Given information -
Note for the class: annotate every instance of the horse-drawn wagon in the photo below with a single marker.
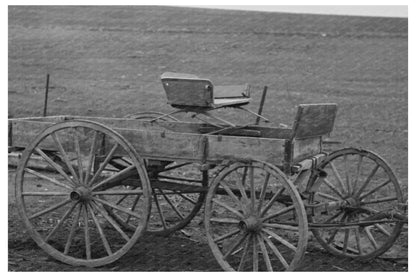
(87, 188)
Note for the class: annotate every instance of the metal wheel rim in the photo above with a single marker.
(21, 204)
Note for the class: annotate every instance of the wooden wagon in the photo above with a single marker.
==
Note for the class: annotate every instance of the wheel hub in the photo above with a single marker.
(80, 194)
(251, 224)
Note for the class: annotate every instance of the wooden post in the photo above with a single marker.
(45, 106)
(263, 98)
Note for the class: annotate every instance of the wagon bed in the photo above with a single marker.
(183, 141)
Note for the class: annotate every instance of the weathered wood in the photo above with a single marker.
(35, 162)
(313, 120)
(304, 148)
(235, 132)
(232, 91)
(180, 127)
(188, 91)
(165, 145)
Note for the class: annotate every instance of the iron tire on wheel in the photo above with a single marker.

Task -
Copy out the records word for word, from the line containing "Note for the class: annotate every instance of the wheel" through the line containing "Note for the class: annotate every instance of the iron", including both of those lines and nothing else.

Complete answer -
Note for the class: annotate every instance of the wheel hub in the photo above with a single marker.
(80, 194)
(251, 224)
Note for the class: annotate every instance of the wooden post in the photo above with a single marker.
(45, 106)
(263, 98)
Note for the class: annotate every instance of the wagon bed in the photo above with a single marker.
(183, 141)
Note for the class: annotate every instance of the weathered wood in the photo above with a single marker.
(35, 162)
(313, 120)
(304, 148)
(235, 132)
(232, 91)
(180, 127)
(188, 91)
(165, 145)
Note for the class: annotate every instance of the iron tire on wheel in the photo above with a single marker.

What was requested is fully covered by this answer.